■ QUOTED TEXT:
The Mercedes G500: History and Specs

Mercedes G500

The Mercedes-Benz G500 is where the G-Wagon truly became a luxury item. It arrived as Mercedes made a deliberate decision, in 1990, to take the same ladder-frame platform that had spent a decade in service with militaries and emergency services, and rebuild it into something that could sit alongside the S-Class in the showroom. The G500 was the fullest expression of that decision.

The W463: Where the Luxury G-Wagon Begins

To understand the G500, you have to understand what the W463 was designed to do. The original G-Wagon, the W460, launched in 1979 as a genuine utility vehicle. It was spartan, functional, and built for terrain rather than comfort. By the mid-1980s, Mercedes recognised that its customers wanted more, but changing the platform too aggressively would have destroyed the very qualities that made it compelling. The solution was a new chassis designation.

In 1990, the W463 arrived, and with it the G-Wagon became a different kind of vehicle. Where the W460 had been utilitarian, the W463 was positioned as a luxury model on par with the S-Class and the Range Rover. Little from the W460 interior carried over. The new cabin featured leather upholstery, power windows, wood trim on the centre stack, and a dashboard architecture borrowed from the contemporary E-Class. The exterior received a body-coloured front end, wider wheel arch trims, and revised lighting, all while keeping the boxy silhouette, exposed door hinges, and rear-mounted spare that had defined the original.

The off-road architecture remained entirely intact. Three locking differentials, a low-range transfer case, solid front and rear axles, ladder-frame chassis. What changed was everything around it.

The W461, which continued in parallel from 1990 onward, kept the spartan character of the original for military and government use. The two lines split the G-Wagon into what it had always been and what it was now becoming.

The G500 Arrives

The W463 launched in Europe with four and six-cylinder engines. The first V8 came in 1993 in the form of the limited 500GE — just 446 examples, hand-built by AMG, never officially sold in the US. The full production V8 that would define the model came five years later.

■ SHORT TASK A: Render this sentence from the G500 article into Spanish: "The off-road architecture remained entirely intact."
■ SHORT TASK B: Please write the next part of the G500 article above, starting right after its final sentence.

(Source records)
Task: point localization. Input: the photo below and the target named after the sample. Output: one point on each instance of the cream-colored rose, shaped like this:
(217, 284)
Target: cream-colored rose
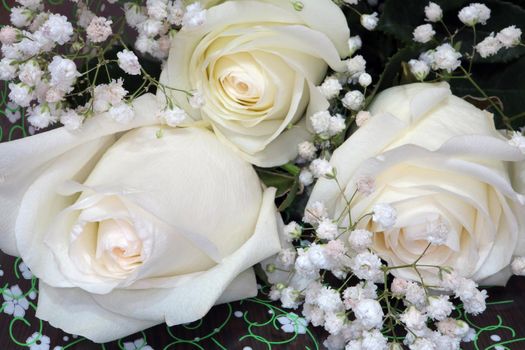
(257, 64)
(440, 162)
(126, 231)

■ TASK RESPONSE A: La arquitectura todoterreno se mantuvo completamente intacta.

■ TASK RESPONSE B:
In May 1998, Mercedes introduced the G500 as a full production model, powered by the M113 V8 — a 5.0-liter naturally aspirated engine producing 292 horsepower and 336 lb-ft of torque. It was the same engine family appearing across the S-Class, SL, and ML at the time, a deliberate signal that the G-Wagon was now drawing from the same parts bin as Mercedes-Benz's most refined vehicles.

2002 G500 G Rear

The M113 was well-chosen for the application. It was smooth, linear, and built for longevity rather than outright performance, which suited a vehicle that weighed over 5,000 lbs. Power delivery was predictable and confidence-inspiring, and the engine earned a strong reputation for durability at the time.

For those who wanted more, AMG offered the G55, unveiled in July 1999 to mark the G-Wagon's 20th anniversary, first with a naturally aspirated 5.5-liter V8 and later, from 2004, with a supercharged version producing 476 horsepower, raised to 500 horsepower by 2007. But the G500 remained the core of the range — the version that made the most sense for most buyers.

In 2002, Mercedes officially brought the G-Class to the United States for the first time, with the G500 as the entry point. It landed in a market that had no reference point for it, and promptly became one of the most coveted vehicles in the country.

In 2008, the G500 received a significant update. The M113 gave way to the M273, a 5.5-liter V8 producing 388 horsepower, identified externally by a revised three-slat grille. The same year brought bi-xenon headlights and a revised interior. For the 2009 model year, the G500 was renamed the G550 in North America, though the mechanical specification remained the same.

Why the G500 Became a Cultural Object

By the early 2000s, the G500 had developed a following that extended well beyond the off-road community. The combination of presence, capability, and relative rarity made it a vehicle people wanted to be seen in, and Mercedes leaned into that positioning progressively over the following decade.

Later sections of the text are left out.